### [TO BE DONE]
1. Decide whether each statement below agrees with the DOC projections page, answering yes or no and quoting the deciding words from the page. (a) The predictions are exponentiated because the model predicted log(doc). (b) The projections from stratified cross-validation are kept by filtering for a cv_type of "spatial". (c) The data are loaded from the file "data/03.doc_from_env_nested_cv.Rdata".
2. According to the DOC projections page, who is the author?

### [EXTRACT PROVIDED]
┌────────

Generate projections of DOC.

Apply the model to new environmental data to get a world map of POC projections.

Author

Thelma Panaïotis

Set-up and load data

#|output: false
#|cache: false
source("utils.R")
load("data/03.doc_from_env_nested_cv.Rdata")

Extract projections

# Unnest new predictions (i.e. projections)
new_preds <- res %>% 
  select(fold, cv_type, new_preds) %>% 
  unnest(new_preds) %>% 
  # Apply exp to predictions as we predicted log(doc)
  mutate(pred_doc = exp(pred_doc_log), .after = pred_doc_log) %>% 
  select(cv_type, fold, lon, lat, contains("doc"))

# Get those from stratified CV
new_preds_strat <- new_preds %>% filter(cv_type == "stratified")

# And those from spatial CV
new_preds_spat <- new_preds %>% filter(cv_type == "spatial")

Join projections with R² value for each fold and each cv_type.

# Unnest predictions on test set
preds <- res %>% select(fold, cv_type, preds) %>% unnest(preds)

└────────

Position identification records:

┌────────

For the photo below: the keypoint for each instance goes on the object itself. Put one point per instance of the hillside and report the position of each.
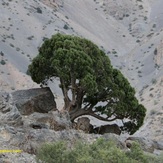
(129, 31)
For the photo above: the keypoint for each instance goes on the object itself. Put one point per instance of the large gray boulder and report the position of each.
(54, 120)
(83, 124)
(146, 144)
(34, 100)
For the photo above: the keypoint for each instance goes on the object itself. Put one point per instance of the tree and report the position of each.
(90, 85)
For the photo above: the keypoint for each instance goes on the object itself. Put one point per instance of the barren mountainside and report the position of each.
(129, 31)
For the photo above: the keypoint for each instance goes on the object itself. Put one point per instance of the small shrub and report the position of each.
(100, 151)
(66, 26)
(3, 62)
(39, 10)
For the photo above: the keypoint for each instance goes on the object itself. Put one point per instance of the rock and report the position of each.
(83, 123)
(116, 139)
(54, 120)
(146, 145)
(108, 129)
(11, 117)
(158, 145)
(34, 100)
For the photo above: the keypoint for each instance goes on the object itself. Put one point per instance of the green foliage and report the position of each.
(101, 151)
(87, 78)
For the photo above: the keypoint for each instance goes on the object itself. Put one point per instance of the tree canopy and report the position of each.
(89, 83)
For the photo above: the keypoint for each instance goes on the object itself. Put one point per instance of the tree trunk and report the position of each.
(77, 112)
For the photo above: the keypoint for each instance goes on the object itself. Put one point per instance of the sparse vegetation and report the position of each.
(100, 151)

└────────

### [SOLUTIONS TO THE TASKS]
1.
(a) Yes: "Apply exp to predictions as we predicted log(doc)"
(b) No: "new_preds_strat <- new_preds %>% filter(cv_type == "stratified")"
(c) Yes: "load("data/03.doc_from_env_nested_cv.Rdata")"

2. Thelma Panaïotis